WORK ITEM: Every line of the material below needs to be copied exactly; omit the pictures.

DATA FOR REVIEW:
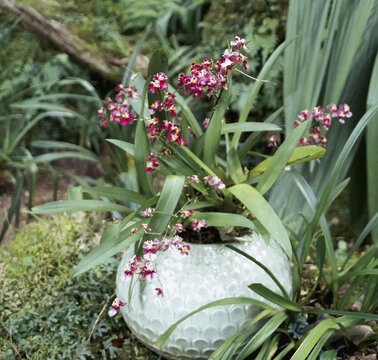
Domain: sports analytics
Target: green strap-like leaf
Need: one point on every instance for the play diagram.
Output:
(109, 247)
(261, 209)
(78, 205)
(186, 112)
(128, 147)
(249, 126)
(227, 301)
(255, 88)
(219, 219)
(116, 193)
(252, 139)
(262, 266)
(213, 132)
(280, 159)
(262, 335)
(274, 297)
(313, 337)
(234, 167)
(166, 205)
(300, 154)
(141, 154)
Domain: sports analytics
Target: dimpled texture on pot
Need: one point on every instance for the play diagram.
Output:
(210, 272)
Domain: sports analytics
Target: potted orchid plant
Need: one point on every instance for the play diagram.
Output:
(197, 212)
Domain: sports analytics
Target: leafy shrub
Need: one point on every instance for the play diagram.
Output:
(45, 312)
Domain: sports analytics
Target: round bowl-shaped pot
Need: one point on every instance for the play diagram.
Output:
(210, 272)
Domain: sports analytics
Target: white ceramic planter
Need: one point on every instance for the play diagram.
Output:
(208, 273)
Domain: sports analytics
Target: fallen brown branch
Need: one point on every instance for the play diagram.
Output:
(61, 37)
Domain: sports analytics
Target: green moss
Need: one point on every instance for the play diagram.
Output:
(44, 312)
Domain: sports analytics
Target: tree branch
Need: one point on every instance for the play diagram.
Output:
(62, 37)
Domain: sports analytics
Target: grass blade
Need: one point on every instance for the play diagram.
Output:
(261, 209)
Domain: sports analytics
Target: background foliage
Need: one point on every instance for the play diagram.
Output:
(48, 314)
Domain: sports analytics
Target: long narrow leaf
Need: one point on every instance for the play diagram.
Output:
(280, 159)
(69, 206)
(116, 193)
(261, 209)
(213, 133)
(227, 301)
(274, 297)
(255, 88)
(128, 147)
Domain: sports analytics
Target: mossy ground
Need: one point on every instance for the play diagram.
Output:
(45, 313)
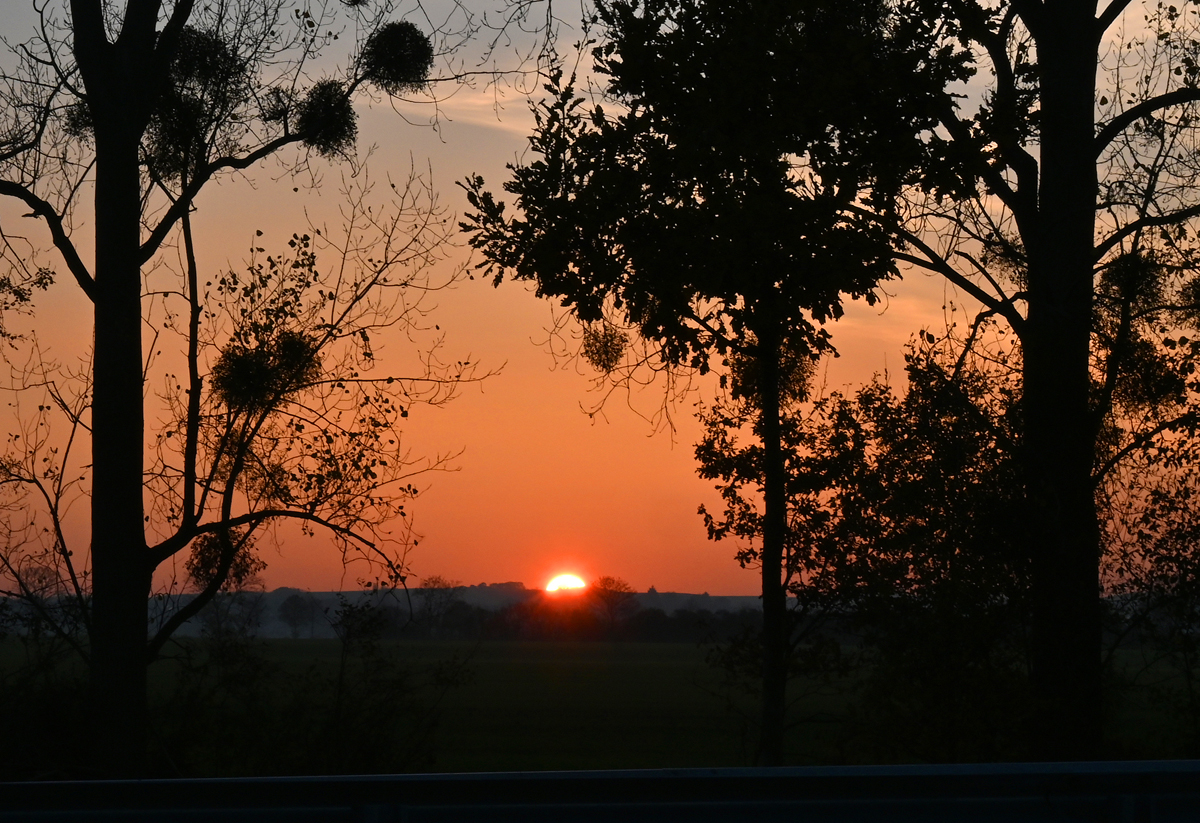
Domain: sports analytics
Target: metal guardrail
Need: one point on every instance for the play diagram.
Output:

THE ANSWER:
Domain: sports analytics
Target: green strap-like leaf
Need: one point on every instance for the play diagram.
Output:
(109, 247)
(261, 209)
(78, 205)
(186, 112)
(128, 147)
(249, 126)
(227, 301)
(255, 88)
(219, 219)
(116, 193)
(252, 139)
(262, 266)
(213, 132)
(280, 159)
(262, 335)
(274, 297)
(313, 337)
(234, 167)
(166, 205)
(300, 154)
(141, 154)
Domain: sports analytics
Target: dimpled texture on pot
Need: one point on every instance for the play diagram.
Output:
(210, 272)
Domain: sports analytics
Target: potted orchid plant
Need: one point on every instance for the play diagram.
Output:
(197, 212)
Domain: sports analytics
Target: leafy shrub
Need: one point on every instance for the play diagram.
Output:
(45, 312)
Domain: sports analytics
Target: round bowl-shaped pot
Need: one point on every instance for the play diagram.
Output:
(210, 272)
Domain: sports analytics
Target: white ceramic planter
Need: one point on every instance for the play diagram.
Output:
(208, 273)
Domain: sports analytics
Target: fallen brown branch
Need: one point on every instance for the play diagram.
Output:
(61, 37)
Domain: sports analytics
Target: green moss
Need: one point on every instance for the play diagram.
Output:
(44, 312)
Domain: sports analytics
Target: tree branch
Need: one point on every instance for the play diagram.
Output:
(62, 37)
Domain: sports analytics
Target: grass blade
Need: one point on every instance for the play diagram.
Output:
(261, 209)
Domain: sports analytics
Target: background foliage
Need: one point on every instance for the play diagram.
Output:
(48, 314)
Domain: sports analytics
Target: long narrow leaf
Need: one point on every instance for the play diagram.
Output:
(280, 159)
(69, 206)
(116, 193)
(261, 209)
(213, 133)
(227, 301)
(274, 297)
(255, 88)
(128, 147)
Domain: sports analytics
Target: mossy ground
Need: one point on every instance for the play diagram.
Output:
(45, 313)
Domain: sports analytics
Target: metal guardrail
Need: one point on every instance for the play diagram.
Output:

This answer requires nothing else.